> _PAGE EXTRACT_:
· · · · ·
Alva Lester House buried his wife, Mary Lucy Besser, on February 17, 1920 with their stillborn son and next to their two babies – Arthur and Esther – in South Lawn cemetery, Coshocton County, Ohio.
With his two surviving children, Evelyn and Jarold, recuperating from the flu, and feeling as if life has dealt him a losing hand, Lester had to find a way to move forward especially when a few months later his older brother, James W. (Willie) House, died from bronchial asthma.

A little over four years later, he married Pearl Davidson on June 14, 1924. She was the daughter of Isaac Newton and Mary Davidson of Keene, Coshocton County. Born the youngest of four children on April 6, 1893, she had lived in Keene until her marriage. Immediately she became a second mother to Evelyn, age 10, and Jarold, age 8.
Even though Pearl was 31 years old at the time of the marriage, it is unknown if the couple tried to have children or if she had any pregnancy complications.
· · · · ·
> _EXERCISE TASKS_:
- 1) In the family history of Alva Lester House, on what date did he marry Pearl Davidson?
- 2) Continue the family history of Alva Lester House with new text that follows its last sentence.

> _INPUT DATA_:
· · · · ·
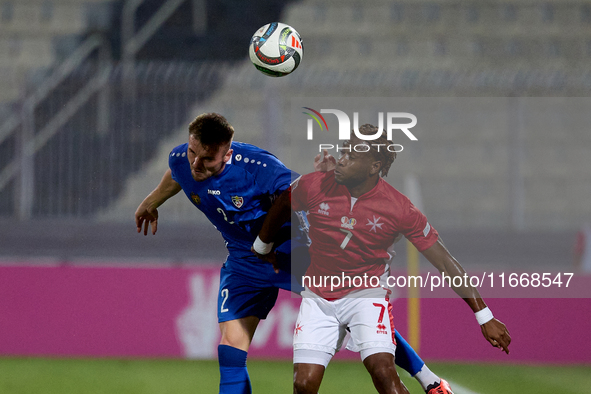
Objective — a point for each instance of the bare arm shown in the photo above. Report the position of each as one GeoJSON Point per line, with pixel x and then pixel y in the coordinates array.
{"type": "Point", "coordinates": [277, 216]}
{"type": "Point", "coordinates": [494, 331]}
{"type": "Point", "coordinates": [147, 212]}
· · · · ·
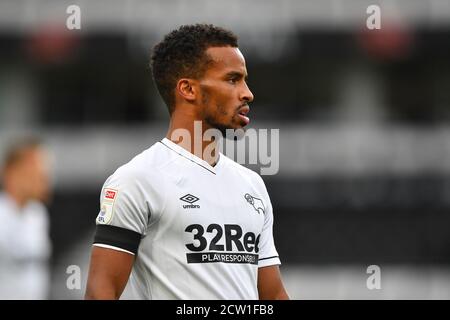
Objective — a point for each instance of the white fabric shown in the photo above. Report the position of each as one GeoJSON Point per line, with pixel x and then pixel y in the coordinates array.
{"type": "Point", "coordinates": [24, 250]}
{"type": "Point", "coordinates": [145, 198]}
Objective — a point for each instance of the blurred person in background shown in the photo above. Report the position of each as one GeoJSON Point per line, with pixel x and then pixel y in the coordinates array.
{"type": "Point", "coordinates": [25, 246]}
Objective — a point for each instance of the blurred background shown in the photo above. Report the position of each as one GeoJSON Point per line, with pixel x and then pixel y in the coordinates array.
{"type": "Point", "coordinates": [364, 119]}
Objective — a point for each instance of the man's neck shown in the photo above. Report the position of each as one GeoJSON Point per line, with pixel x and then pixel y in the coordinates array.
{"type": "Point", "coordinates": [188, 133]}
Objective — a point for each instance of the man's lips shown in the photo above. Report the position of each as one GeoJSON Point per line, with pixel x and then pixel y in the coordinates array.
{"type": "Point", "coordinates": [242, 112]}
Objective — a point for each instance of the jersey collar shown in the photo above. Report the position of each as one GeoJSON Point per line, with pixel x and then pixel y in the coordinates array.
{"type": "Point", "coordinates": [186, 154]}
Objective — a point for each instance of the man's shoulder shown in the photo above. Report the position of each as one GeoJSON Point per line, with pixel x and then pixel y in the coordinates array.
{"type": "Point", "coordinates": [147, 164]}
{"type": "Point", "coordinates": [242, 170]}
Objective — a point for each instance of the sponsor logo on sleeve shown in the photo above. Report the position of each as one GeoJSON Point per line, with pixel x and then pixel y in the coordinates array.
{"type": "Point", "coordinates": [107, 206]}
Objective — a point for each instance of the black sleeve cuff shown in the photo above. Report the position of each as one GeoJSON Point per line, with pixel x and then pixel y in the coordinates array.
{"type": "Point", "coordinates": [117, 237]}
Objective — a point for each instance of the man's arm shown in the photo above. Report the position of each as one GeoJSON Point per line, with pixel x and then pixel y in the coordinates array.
· · · · ·
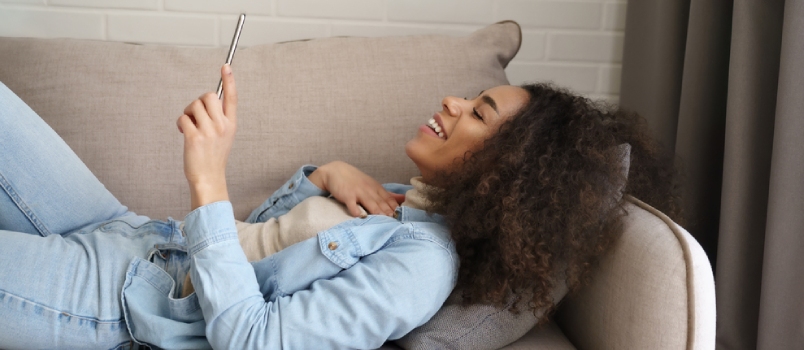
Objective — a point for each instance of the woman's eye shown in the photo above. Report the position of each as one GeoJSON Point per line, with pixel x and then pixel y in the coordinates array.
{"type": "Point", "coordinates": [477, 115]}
· · · · ·
> _ANSWERS FOR THE TASKS_:
- 1) June 14, 1924

- 2)
Several years later, Lester’s son, Jarold, went into the U.S. Army. He enlisted on July 19, 1940 at Fort Hayes in Columbus, Ohio. During his duties, he was sent to Trinidad in the British West Indies, stationed at Camp Robinson in Arkansas, and also Italy. In August 1943 he married Elizabeth Johnson. When she went to visit him a few months later in Arkansas, she found him “leading an improper life and associating with other women”. Soon she had filed for divorce. It took over a year for the divorce to be finalized. There hadn’t been any children born to this union.
In December 1944, Pearl became ill, possibly having a mental breakdown. Lester took her to the doctor. Requesting that he take his wife to a hospital in Columbus, Pearl was hysterical. She threatened to end her life as well as her husband’s. Thinking that he would try to prevent any suicide attempt, Lester took the firing pin from the shotgun he owned and went to work as a janitor at the Bancroft school building on the morning of April 5, 1945. Not too long after her husband left for work, Pearl figured out how to work the shotgun and killed herself. Lester had called the doctor and then went back home where he found his wife’s body. The coroner listed her official cause of death as multiple lacerations of brain due to discharge of shotgun in head, self-inflicted.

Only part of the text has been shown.